Data extracted from a collection
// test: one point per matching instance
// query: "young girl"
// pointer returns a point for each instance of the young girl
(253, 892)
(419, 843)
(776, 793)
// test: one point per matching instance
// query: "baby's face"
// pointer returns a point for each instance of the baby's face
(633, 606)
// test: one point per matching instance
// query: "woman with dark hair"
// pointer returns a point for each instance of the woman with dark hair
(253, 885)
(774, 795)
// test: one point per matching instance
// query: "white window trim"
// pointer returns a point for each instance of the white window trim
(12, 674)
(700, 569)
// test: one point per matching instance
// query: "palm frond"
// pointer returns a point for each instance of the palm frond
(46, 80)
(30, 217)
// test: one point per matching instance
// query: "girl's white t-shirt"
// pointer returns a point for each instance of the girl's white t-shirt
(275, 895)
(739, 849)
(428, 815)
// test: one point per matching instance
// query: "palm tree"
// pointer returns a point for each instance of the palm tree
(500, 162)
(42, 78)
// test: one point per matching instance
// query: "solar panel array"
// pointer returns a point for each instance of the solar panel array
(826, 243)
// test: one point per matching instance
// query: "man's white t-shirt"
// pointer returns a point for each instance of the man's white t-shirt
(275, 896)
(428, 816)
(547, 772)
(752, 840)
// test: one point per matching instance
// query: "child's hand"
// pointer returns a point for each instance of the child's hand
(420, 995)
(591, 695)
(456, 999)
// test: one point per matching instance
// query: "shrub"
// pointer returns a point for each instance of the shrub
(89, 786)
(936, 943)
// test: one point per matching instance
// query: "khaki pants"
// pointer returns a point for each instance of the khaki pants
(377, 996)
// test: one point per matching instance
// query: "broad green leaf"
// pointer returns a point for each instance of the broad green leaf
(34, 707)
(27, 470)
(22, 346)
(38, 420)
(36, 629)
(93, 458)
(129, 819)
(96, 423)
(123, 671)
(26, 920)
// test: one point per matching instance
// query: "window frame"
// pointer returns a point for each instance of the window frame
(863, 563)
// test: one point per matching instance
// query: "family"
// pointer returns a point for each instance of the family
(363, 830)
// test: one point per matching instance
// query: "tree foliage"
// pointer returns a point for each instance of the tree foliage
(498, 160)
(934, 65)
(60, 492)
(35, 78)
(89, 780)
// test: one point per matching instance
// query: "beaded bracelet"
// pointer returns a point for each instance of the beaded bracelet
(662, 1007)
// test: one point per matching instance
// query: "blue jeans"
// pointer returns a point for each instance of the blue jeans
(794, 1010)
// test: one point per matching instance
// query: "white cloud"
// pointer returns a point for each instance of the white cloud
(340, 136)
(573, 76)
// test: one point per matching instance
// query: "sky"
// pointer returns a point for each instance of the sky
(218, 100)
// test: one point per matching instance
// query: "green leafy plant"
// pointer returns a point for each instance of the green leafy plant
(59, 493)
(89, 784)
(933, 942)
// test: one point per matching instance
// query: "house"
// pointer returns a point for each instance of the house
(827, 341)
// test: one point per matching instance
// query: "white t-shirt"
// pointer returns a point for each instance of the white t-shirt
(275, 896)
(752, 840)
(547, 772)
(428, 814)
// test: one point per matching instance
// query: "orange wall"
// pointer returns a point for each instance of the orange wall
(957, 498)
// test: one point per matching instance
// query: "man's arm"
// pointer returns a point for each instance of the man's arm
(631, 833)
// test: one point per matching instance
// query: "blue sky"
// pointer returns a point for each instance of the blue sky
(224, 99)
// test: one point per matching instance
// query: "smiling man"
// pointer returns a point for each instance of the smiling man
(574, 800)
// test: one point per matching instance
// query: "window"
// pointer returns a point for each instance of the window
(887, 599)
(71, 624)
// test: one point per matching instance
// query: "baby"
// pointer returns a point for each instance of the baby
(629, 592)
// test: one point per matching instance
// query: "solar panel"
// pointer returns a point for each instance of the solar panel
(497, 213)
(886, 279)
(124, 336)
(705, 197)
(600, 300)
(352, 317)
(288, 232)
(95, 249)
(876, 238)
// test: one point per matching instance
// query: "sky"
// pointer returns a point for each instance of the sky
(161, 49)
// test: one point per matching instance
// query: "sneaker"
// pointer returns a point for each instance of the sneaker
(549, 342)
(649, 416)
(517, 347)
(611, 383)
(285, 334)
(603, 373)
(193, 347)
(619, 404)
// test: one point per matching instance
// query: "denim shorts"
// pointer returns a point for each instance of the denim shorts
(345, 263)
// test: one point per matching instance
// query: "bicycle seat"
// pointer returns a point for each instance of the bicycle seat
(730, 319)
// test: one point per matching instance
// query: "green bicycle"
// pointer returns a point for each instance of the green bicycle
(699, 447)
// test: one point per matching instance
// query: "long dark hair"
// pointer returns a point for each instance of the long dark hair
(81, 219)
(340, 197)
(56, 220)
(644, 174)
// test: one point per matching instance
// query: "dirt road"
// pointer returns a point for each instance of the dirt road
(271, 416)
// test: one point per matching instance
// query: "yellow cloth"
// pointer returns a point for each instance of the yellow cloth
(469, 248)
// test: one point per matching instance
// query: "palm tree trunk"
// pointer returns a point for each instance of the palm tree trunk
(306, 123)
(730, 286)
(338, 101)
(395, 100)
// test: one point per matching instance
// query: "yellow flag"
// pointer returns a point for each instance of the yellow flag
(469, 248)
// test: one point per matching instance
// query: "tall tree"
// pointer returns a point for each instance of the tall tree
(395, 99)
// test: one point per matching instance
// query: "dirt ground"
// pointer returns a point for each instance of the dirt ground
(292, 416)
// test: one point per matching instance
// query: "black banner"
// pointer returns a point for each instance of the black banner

WHAT YOU WILL DO
Please output the complete data exactly.

EXERCISE OUTPUT
// test: one point per matching instance
// query: "young girl"
// pointer returns a point for each instance of the young girl
(253, 892)
(419, 843)
(776, 793)
// test: one point per matching instance
// query: "baby's face"
// pointer returns a point for each instance of the baby's face
(633, 606)
// test: one point per matching instance
// query: "woman with dark hair"
// pointer returns a point for each instance of the woman with dark hair
(253, 885)
(774, 795)
// test: one point per matching instance
// query: "white window trim"
// pointer returns a point for each instance of the white window trim
(12, 674)
(700, 569)
// test: one point per matching instance
// query: "palm frond"
// pointer returns a point for each instance of the palm frond
(46, 80)
(30, 217)
// test: one point per matching instance
// query: "girl's white t-shirt"
// pointer returns a point for each instance of the girl's white t-shirt
(275, 895)
(739, 849)
(428, 815)
// test: one point per matching instance
// query: "palm tree"
// pointer returns a point for each instance of the palm tree
(500, 162)
(42, 78)
// test: one point per matching instance
// query: "solar panel array"
// pointer returns a point for each instance of the solar panel array
(826, 243)
// test: one point per matching instance
// query: "man's white t-shirt"
// pointer returns a point for each instance of the man's white t-shirt
(275, 896)
(428, 816)
(547, 772)
(752, 840)
// test: one point per matching instance
// query: "child's hand"
// pointer returns a point for each instance of the child's hand
(420, 995)
(591, 695)
(456, 999)
// test: one point per matching instance
// query: "shrub"
// pointer returns a point for each instance of the shrub
(89, 786)
(936, 943)
// test: one point per matching instance
// query: "khaki pants"
// pointer returns a point for each instance of the khaki pants
(377, 996)
// test: one point per matching instance
// query: "broad green leaf"
// pointer returns a point for each instance of the broad green leaf
(34, 707)
(27, 470)
(22, 346)
(38, 420)
(36, 629)
(93, 458)
(129, 819)
(96, 423)
(123, 671)
(26, 920)
// test: one point per matching instance
// query: "window frame"
// pointer returns a point for each instance of the window frame
(863, 563)
// test: one point per matching instance
// query: "family"
// pointer returns a point for each instance of the family
(363, 830)
// test: one point per matching instance
// query: "tree foliage"
// pointer returns a point for each instance of the tree foliage
(498, 160)
(934, 65)
(60, 492)
(35, 78)
(89, 780)
// test: one point per matching instance
// query: "beaded bracelet"
// pointer returns a point for each instance of the beaded bracelet
(662, 1007)
// test: one point per matching instance
// query: "blue jeans"
// pointer returns a point for each instance of the blue jeans
(794, 1010)
// test: one point per matching instance
// query: "white cloud"
// pointer returns a point for each instance of the white cloud
(340, 136)
(573, 76)
// test: one point per matching instance
// query: "sky"
// pointer returns a point for each instance of the sky
(218, 100)
// test: one point per matching instance
// query: "green leafy plant"
// pointer returns a point for each instance of the green leafy plant
(59, 493)
(89, 784)
(933, 942)
// test: one point per matching instance
// query: "house"
// pointer returns a point for each instance of the house
(827, 341)
// test: one point per matching instance
// query: "white t-shirt"
// pointer returns a point for each instance of the white t-shirt
(275, 896)
(752, 840)
(547, 772)
(428, 814)
// test: one point per matching instance
// query: "orange wall"
// pointer returns a point for each instance of the orange wall
(957, 498)
// test: one point per matching instance
// query: "man's arm"
// pointer returns a point for each instance of the man's arm
(631, 833)
// test: one point per matching instance
// query: "blue sky"
// pointer returns a point for each instance of the blue sky
(224, 99)
// test: one point per matching instance
// query: "smiling man"
// pointer returns a point for each instance of the smiling man
(574, 800)
// test: one point per matching instance
// query: "window"
// pointer returns a point for each instance of the window
(887, 599)
(71, 624)
// test: one point per matching instance
// query: "baby"
// pointer returns a point for each instance of the baby
(629, 592)
// test: one point per matching instance
// query: "solar panel"
// pointer returns a point for each instance of the solar panel
(497, 213)
(886, 279)
(124, 336)
(705, 197)
(600, 300)
(352, 317)
(288, 232)
(95, 249)
(876, 238)
// test: one point per matching instance
// query: "sky"
// pointer returns a point for each instance of the sky
(161, 49)
// test: one point per matching instance
// query: "sneaker"
// pointer returns a point for each instance of the sneaker
(549, 342)
(649, 416)
(517, 347)
(611, 383)
(285, 334)
(603, 373)
(193, 347)
(619, 404)
// test: one point per matching instance
// query: "denim shorts"
// pointer returns a point for each instance of the denim shorts
(345, 263)
// test: one point per matching instance
// query: "bicycle seat"
// pointer returns a point for each instance of the bicycle seat
(730, 319)
// test: one point per matching instance
// query: "green bicycle"
// pointer returns a point for each instance of the green bicycle
(699, 447)
// test: one point per matching instance
// query: "long dark hair"
// pointer returns a point for each instance of the long dark hair
(81, 219)
(340, 197)
(56, 220)
(644, 174)
// test: one point per matching instance
// query: "dirt road"
// pointer returns a point for each instance of the dirt road
(271, 416)
// test: one point per matching instance
// query: "yellow cloth"
// pointer returns a point for each instance of the yellow cloth
(469, 248)
// test: one point per matching instance
// query: "palm tree trunk"
// pointer returns a point for each instance of the palm tree trunk
(306, 123)
(730, 286)
(338, 101)
(395, 100)
// test: one point per matching instance
// query: "yellow flag"
// pointer returns a point for each instance of the yellow flag
(469, 248)
// test: one point per matching instance
// query: "tall tree"
// pointer returns a point for each instance of the tall tree
(395, 99)
// test: one point per matching instance
// query: "dirt ground"
// pointer returns a point for each instance of the dirt ground
(292, 416)
// test: one point per matching instance
// query: "black banner"
// pointer returns a point for each instance of the black banner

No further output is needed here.